═══ 文書の抜粋 ═══

いったい、いつから、クリスマスは「恋人たちの日」になったのでしょう?
クリスマスの本家(?)であるキリスト教には、もちろん、そのような意味合いはありません。
私が子供の頃、クリスマスは「子供たちの日」でした。クリスマス・ツリーを飾り、三角帽子をかぶり、普段めったに食べられないケーキを食べ、サンタさんのプレゼントを待つ日だったのです。「恋人たち」というワードは、クリスマスとは無関係でした。少なくとも、いい歳をしたおにいさん・おねえさんが、狂騒する日ではありませんでした。
そんなクリスマスが、いつの間にか「恋人たちの日」に変わっていました。現在では、「クリスマスまでには、恋人を作りたい」などという風潮もあります。逆に、恋人のいない人にとって、クリスマスは「みじめな日」とさえなりました。
いつから?
著者 堀井憲一郎氏の調査によると、クリスマスが「恋人たちの日」に変貌したターニング・ポイントは1983年、雑誌an・anの記事「クリスマス特集・今夜こそ彼の心(ハート)をつまかえる!」だそうです。ここから、「クリスマスは恋人たちの日である」というテーゼは広まり、1988年頃からは、「クリスマスが恋人たちの日でないわけがない」というクリスマス・ファシズムが始まったとのこと。

═══ データ一覧 ═══

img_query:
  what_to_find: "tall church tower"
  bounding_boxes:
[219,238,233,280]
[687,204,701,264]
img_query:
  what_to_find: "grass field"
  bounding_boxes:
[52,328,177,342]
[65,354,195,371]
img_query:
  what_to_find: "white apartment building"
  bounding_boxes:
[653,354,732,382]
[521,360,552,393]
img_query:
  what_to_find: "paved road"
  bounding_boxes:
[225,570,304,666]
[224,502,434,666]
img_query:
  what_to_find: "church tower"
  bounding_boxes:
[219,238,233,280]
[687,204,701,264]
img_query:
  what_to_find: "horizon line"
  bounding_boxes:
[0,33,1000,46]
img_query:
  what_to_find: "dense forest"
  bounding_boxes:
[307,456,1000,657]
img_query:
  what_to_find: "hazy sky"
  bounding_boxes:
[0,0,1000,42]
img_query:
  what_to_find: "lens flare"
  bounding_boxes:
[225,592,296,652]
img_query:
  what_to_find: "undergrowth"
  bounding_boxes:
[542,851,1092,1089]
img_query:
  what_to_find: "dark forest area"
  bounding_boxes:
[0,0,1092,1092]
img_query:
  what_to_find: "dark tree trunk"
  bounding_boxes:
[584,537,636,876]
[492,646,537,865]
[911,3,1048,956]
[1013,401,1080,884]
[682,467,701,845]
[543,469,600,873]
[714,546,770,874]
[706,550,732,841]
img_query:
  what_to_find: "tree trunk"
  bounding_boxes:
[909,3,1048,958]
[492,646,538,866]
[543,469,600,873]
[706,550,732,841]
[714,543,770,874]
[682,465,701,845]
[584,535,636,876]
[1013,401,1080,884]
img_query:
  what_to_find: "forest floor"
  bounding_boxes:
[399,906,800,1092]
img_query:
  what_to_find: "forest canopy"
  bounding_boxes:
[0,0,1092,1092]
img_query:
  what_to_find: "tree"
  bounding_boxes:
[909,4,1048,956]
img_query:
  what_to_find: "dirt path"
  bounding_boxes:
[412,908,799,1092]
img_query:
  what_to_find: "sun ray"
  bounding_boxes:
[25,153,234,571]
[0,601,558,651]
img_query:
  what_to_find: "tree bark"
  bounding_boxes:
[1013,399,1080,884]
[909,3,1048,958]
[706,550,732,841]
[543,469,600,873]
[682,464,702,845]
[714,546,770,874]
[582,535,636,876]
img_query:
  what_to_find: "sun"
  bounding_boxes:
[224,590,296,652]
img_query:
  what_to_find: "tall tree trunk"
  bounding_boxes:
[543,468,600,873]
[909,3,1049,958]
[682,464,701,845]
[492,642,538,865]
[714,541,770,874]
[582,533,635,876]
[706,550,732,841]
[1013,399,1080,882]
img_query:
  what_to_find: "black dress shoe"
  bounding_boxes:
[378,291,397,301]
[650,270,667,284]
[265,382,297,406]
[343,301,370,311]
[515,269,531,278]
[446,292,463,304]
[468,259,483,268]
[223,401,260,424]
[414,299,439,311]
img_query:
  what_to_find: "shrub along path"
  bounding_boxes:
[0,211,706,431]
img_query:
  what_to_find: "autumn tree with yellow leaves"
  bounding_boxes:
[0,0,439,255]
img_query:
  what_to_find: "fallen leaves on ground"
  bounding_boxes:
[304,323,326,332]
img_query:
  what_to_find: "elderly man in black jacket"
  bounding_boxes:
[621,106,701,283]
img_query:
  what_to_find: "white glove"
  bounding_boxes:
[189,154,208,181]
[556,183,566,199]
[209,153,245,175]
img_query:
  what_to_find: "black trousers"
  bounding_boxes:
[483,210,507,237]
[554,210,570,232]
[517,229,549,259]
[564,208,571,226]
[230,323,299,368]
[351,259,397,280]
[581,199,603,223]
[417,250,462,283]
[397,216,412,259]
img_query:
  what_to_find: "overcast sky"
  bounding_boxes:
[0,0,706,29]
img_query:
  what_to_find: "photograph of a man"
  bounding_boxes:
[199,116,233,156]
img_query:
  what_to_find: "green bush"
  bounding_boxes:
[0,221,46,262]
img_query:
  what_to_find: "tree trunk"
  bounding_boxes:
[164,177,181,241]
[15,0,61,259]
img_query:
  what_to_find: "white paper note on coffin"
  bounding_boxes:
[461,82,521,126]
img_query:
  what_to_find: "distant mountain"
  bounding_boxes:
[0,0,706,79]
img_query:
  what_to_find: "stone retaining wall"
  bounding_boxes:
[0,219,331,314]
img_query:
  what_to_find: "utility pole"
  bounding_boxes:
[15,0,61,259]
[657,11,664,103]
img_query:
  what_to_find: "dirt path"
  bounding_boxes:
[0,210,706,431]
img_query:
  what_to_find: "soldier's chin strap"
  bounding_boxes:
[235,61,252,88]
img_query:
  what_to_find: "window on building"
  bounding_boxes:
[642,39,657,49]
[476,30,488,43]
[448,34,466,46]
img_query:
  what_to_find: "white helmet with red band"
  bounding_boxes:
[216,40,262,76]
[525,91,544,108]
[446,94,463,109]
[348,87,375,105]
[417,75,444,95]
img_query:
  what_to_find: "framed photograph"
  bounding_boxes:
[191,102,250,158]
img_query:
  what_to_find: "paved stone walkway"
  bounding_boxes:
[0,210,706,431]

═══

あなたの課題:
[a] クリスマスについての文章では、クリスマスが「恋人たちの日」に変わった転機は何年だとされていますか。
[b] クリスマスについての文章の最後の文に続けて、その先を書いてください。

練習の答え:
[a] 1983年で、雑誌an・anの記事がきっかけだとされています。

[b]
確かに、私が大学生だった1986年~1990年は、ファシズムの嵐が吹き荒れてました。クリスマス前になると、若者たちはみな「空いていれば誰でもいい」とばかりに相手を探し、おしゃれな趣向を求め、狂奔しておりました。えっ!?・・・私?・・・・・・ぇぇ・・・キョウホンしてました。まったくもってメンボクなぃ・・・
本書は、「昭和の終わり頃」である1980年代をテーマに、その頃に激変した「若者」をめぐる意識や環境の「境目」を検証した本です。
私には文句なしにおもしろかった!しかし、80年代の激変を知らない世代には、ピンと来ないかも知れません。